**WORK REQUIRED:**
Find the line that contains "Target: soccer player in green jersey". Repeat that line and all lines following it, exactly, through the end of the listing below.

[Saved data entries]
_ _ _ _
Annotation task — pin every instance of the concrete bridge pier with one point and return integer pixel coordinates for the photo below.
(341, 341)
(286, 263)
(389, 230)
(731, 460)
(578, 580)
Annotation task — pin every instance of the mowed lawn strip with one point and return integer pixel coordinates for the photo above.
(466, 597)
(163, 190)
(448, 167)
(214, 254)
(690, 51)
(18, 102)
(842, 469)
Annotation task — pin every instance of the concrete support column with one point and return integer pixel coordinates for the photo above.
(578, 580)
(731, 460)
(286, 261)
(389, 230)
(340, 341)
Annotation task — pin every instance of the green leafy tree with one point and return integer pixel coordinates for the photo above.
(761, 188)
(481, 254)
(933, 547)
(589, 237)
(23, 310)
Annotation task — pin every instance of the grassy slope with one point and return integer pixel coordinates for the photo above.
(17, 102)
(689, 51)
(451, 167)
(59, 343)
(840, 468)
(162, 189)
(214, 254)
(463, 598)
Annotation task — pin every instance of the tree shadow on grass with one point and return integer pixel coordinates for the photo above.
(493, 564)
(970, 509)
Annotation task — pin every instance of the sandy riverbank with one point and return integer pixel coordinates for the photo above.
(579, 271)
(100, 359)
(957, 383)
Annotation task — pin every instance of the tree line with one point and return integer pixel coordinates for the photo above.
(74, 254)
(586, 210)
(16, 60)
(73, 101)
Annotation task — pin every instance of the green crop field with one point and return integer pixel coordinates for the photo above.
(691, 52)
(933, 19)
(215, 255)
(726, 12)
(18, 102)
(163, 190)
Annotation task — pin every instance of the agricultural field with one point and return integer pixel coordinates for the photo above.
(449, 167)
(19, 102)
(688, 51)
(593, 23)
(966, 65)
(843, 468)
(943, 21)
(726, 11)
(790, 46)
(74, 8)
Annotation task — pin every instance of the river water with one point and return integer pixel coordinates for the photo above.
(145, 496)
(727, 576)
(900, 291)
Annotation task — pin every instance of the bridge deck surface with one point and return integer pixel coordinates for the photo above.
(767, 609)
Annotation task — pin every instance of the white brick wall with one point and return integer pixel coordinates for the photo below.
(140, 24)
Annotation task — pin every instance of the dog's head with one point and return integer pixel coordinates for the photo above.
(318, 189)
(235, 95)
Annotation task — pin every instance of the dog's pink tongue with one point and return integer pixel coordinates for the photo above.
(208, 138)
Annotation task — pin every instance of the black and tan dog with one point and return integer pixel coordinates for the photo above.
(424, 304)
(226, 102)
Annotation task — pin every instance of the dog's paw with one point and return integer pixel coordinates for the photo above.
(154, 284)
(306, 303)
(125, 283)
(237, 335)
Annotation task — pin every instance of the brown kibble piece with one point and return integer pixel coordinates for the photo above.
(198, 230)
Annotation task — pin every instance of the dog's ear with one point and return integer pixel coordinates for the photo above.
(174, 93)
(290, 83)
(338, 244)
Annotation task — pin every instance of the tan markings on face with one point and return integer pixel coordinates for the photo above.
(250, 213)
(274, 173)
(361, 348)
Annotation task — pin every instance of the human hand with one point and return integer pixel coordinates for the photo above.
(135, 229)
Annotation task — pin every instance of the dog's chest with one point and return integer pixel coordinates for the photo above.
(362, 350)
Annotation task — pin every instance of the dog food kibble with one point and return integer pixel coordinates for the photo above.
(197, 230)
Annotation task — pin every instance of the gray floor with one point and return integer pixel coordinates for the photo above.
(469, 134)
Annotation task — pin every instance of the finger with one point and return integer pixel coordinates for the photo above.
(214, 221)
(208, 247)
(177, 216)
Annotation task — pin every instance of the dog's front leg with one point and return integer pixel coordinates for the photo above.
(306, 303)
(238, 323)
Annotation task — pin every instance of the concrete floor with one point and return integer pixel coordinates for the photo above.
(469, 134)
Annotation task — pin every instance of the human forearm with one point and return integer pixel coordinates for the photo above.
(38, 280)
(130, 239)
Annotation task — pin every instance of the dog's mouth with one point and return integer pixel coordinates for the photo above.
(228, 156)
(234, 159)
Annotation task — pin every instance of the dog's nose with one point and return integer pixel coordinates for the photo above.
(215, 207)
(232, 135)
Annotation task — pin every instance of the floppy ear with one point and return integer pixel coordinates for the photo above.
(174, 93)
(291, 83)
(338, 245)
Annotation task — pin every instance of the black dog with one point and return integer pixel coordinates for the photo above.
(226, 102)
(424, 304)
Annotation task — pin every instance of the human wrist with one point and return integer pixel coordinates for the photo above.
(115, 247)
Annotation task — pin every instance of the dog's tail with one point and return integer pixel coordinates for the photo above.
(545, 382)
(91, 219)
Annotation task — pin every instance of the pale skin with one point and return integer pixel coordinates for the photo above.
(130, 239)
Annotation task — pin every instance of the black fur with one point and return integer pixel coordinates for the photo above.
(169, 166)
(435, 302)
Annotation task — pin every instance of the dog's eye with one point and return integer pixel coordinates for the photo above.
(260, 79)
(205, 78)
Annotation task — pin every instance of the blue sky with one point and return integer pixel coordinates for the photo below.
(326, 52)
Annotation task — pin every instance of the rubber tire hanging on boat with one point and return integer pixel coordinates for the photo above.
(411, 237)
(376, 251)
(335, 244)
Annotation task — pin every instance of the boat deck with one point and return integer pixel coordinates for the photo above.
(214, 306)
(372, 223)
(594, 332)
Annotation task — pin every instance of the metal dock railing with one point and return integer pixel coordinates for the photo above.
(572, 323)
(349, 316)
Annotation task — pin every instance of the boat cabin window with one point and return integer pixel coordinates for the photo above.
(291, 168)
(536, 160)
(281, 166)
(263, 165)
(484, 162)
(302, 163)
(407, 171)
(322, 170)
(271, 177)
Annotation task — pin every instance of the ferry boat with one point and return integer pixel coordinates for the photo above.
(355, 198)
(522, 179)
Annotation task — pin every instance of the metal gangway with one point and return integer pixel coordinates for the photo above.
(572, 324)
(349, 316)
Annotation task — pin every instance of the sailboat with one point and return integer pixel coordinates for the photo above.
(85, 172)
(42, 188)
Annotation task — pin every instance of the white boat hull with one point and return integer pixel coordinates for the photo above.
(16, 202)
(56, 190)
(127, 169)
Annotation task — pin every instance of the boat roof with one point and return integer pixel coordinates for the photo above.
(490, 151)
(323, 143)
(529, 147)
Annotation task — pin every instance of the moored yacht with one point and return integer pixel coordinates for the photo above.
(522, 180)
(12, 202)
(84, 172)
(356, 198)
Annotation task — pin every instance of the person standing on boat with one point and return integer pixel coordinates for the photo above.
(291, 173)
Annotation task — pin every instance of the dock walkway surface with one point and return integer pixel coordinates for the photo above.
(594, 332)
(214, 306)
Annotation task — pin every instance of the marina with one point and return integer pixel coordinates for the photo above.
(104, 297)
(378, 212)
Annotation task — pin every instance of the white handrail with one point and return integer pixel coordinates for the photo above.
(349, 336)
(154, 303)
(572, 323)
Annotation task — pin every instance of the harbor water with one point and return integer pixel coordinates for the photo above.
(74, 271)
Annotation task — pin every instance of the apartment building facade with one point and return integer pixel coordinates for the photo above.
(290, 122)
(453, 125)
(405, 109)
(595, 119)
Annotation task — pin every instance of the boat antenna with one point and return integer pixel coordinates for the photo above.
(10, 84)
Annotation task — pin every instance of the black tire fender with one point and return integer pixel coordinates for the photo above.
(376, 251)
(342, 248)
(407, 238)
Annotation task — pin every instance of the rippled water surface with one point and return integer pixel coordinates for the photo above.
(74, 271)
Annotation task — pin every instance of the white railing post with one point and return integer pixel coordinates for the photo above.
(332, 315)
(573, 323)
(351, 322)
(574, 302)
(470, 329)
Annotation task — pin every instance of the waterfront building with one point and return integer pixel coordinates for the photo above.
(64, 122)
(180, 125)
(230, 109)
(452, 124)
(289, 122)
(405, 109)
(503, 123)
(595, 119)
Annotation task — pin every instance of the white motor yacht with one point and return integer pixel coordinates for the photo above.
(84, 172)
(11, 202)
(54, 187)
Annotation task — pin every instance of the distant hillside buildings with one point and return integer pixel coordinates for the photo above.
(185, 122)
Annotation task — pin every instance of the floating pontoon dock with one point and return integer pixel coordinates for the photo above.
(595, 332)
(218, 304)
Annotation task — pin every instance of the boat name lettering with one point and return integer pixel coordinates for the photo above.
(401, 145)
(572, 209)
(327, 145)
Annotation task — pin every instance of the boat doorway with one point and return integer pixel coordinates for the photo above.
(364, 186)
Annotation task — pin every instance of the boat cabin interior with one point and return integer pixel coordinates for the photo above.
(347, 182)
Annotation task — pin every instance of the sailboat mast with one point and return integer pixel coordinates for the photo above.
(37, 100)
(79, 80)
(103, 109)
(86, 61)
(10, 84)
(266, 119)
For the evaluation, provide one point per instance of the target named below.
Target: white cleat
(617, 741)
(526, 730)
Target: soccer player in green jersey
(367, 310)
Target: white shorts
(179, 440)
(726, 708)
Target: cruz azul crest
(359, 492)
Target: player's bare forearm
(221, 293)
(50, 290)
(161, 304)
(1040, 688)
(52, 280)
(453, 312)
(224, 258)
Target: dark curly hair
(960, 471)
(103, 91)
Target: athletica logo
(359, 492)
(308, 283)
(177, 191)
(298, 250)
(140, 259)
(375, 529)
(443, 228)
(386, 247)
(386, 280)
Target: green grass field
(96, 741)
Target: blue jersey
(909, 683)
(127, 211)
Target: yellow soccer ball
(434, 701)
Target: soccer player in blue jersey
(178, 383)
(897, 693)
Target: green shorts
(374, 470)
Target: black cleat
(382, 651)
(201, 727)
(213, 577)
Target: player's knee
_ _ _ _
**FULL OUTPUT:**
Target: soccer player in green jersey
(367, 310)
Target: white shorts
(179, 440)
(726, 708)
Target: cruz azul crest
(359, 492)
Target: player's bare forearm
(221, 293)
(50, 290)
(161, 304)
(1040, 688)
(52, 280)
(453, 312)
(224, 258)
Target: dark curly hair
(960, 471)
(103, 91)
Target: athletica logo
(359, 492)
(308, 283)
(177, 191)
(298, 250)
(140, 259)
(375, 529)
(443, 228)
(386, 247)
(386, 280)
Target: green grass field
(96, 741)
Target: blue jersey
(909, 683)
(127, 211)
Target: yellow soccer ball
(434, 701)
Target: soccer player in blue jersey
(178, 383)
(897, 693)
Target: green shorts
(374, 470)
Target: black cleat
(382, 651)
(201, 727)
(213, 577)
Target: player's knee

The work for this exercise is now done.